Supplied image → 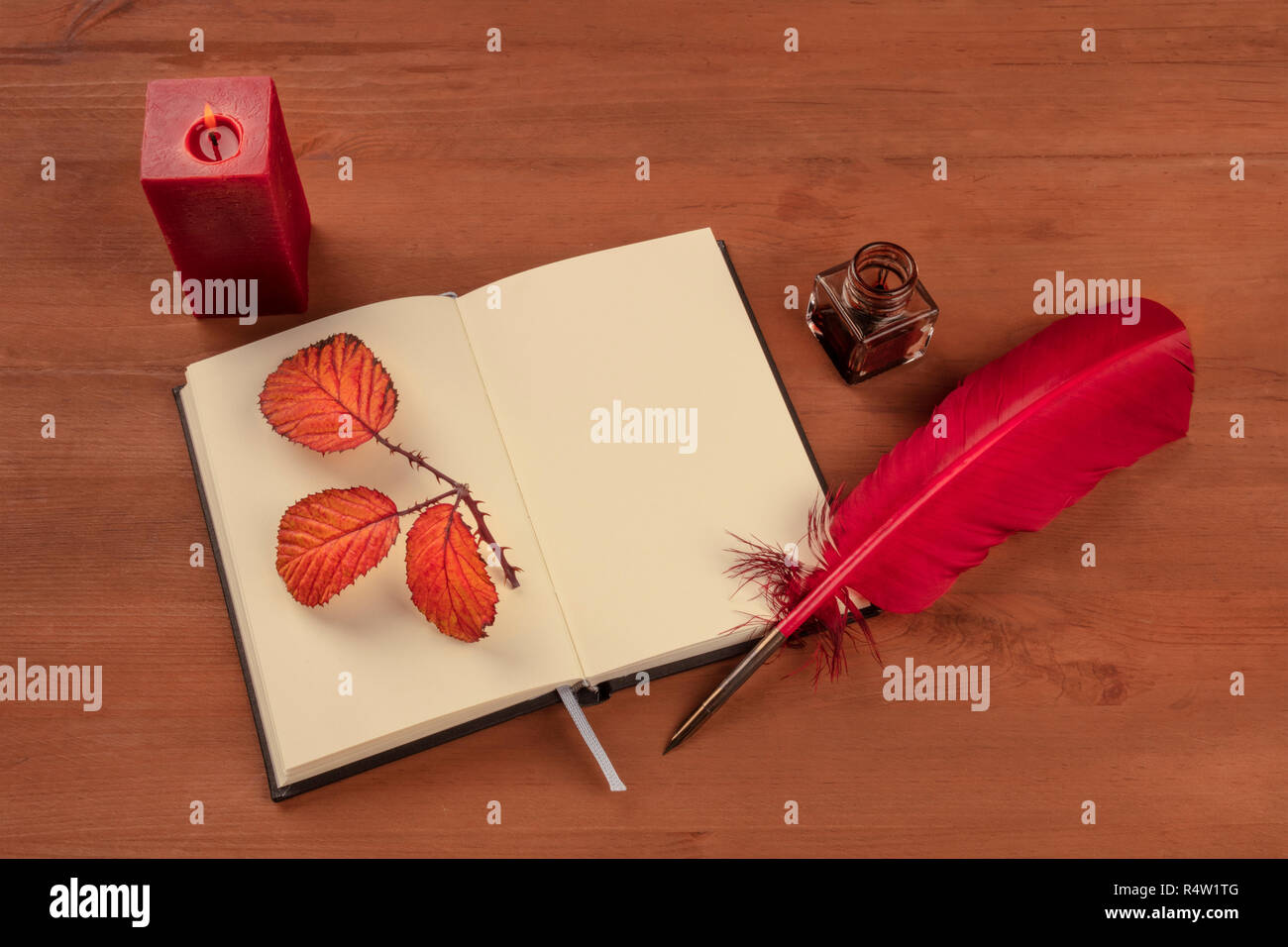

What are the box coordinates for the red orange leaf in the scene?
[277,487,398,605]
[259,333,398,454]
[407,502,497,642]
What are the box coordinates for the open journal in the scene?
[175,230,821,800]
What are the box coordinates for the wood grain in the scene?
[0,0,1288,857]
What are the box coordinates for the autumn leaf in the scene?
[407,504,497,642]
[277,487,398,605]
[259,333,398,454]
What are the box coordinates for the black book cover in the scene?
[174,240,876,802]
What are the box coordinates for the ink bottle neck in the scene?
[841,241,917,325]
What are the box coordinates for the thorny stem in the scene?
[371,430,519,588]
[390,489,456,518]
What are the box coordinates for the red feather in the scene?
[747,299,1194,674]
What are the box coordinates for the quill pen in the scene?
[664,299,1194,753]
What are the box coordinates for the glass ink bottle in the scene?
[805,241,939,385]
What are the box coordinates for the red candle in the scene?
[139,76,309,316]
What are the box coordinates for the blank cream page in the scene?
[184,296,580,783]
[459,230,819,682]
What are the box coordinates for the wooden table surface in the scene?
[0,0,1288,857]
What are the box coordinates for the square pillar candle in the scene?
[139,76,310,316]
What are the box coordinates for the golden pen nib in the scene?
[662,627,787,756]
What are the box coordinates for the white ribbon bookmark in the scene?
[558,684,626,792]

========

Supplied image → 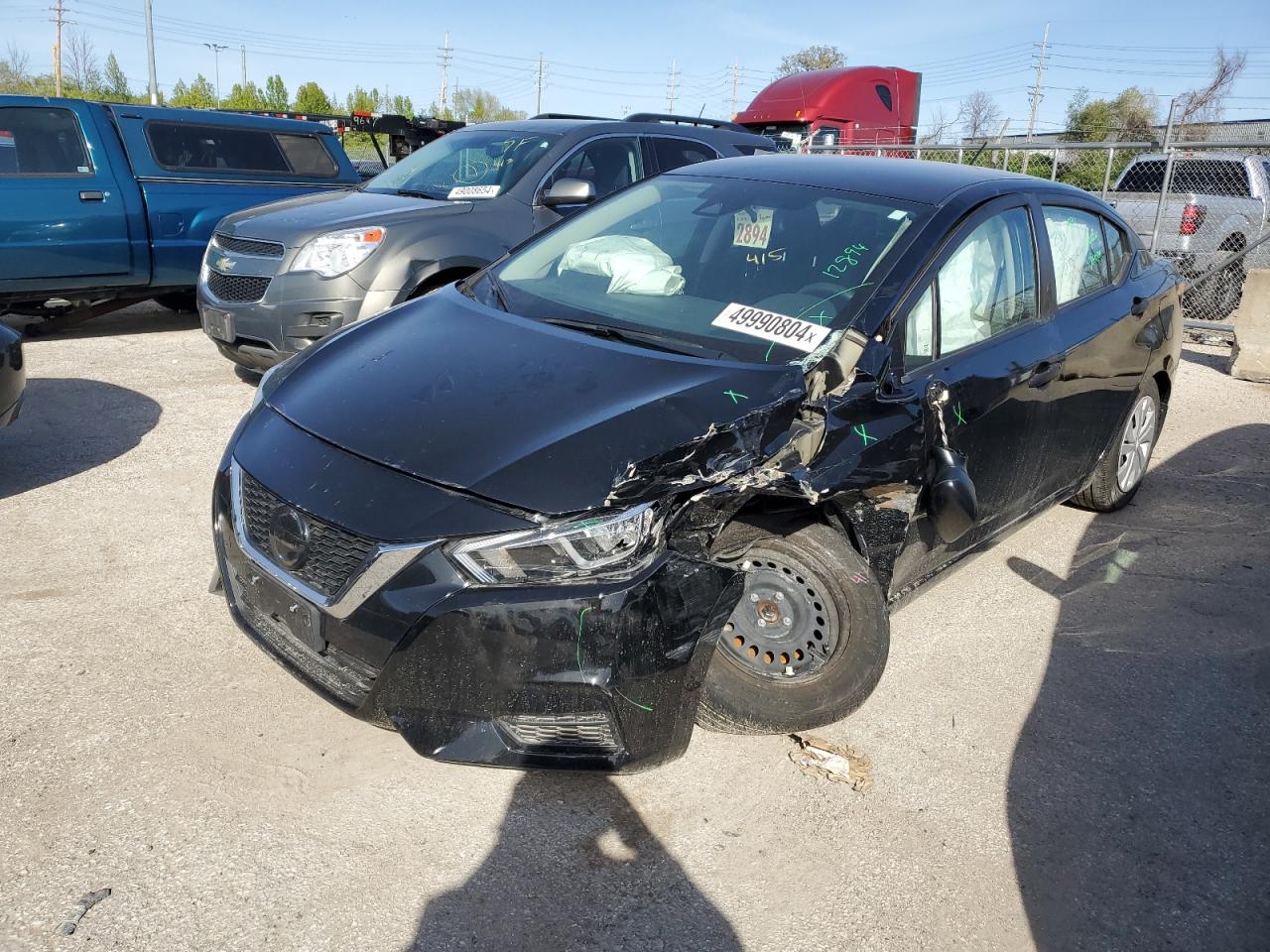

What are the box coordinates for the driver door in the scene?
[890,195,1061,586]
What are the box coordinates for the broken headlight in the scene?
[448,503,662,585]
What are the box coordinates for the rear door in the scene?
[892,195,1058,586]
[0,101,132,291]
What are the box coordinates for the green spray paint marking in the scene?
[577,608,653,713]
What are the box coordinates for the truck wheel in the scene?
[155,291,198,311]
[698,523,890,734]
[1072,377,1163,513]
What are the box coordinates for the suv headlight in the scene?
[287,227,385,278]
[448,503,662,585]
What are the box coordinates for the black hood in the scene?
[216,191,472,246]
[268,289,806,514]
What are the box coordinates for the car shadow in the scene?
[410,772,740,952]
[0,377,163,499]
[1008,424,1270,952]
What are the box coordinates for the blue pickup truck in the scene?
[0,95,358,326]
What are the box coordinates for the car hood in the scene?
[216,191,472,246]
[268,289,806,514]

========

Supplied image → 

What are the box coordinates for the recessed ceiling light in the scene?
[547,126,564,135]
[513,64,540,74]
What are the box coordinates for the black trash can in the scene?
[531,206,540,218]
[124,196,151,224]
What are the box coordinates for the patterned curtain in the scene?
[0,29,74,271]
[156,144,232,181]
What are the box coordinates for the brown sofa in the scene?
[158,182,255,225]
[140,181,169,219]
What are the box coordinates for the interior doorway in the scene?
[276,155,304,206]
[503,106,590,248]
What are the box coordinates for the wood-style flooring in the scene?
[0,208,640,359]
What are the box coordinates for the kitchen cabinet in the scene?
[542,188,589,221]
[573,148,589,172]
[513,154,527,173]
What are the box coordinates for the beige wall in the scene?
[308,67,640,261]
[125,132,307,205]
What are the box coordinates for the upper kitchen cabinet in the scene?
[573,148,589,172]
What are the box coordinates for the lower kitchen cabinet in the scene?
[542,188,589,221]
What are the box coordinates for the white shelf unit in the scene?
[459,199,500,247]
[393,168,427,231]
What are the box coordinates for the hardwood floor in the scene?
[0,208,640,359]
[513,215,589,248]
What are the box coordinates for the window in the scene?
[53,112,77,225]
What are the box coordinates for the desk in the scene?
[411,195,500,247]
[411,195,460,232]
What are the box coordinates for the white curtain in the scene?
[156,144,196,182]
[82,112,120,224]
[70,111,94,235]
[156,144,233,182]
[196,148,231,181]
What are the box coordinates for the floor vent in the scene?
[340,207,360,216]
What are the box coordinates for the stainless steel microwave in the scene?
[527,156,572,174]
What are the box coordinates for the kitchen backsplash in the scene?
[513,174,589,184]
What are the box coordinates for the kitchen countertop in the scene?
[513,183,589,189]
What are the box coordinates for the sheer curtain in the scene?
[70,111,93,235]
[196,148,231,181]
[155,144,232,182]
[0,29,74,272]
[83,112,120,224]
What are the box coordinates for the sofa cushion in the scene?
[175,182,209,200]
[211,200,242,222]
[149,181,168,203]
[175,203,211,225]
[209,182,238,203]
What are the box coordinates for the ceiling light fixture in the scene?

========

* _DESCRIPTION OF THE TASK_: Could you turn the lines of the items above into a JSON list of strings, one string per line and no blank lines, starting at the line with "What are the box coordinates for the kitchen countertop" and ending with the line with "[83,112,120,224]", both of those lines included?

* _RESULT FOR THIS EXERCISE_:
[
  "What are the box coordinates for the kitchen countertop in the scene?",
  "[513,183,589,189]",
  "What are the box coordinates for the sheer curtain in the scene?",
  "[70,111,93,235]",
  "[196,148,231,181]",
  "[155,144,232,182]",
  "[0,29,74,272]",
  "[83,112,120,224]"
]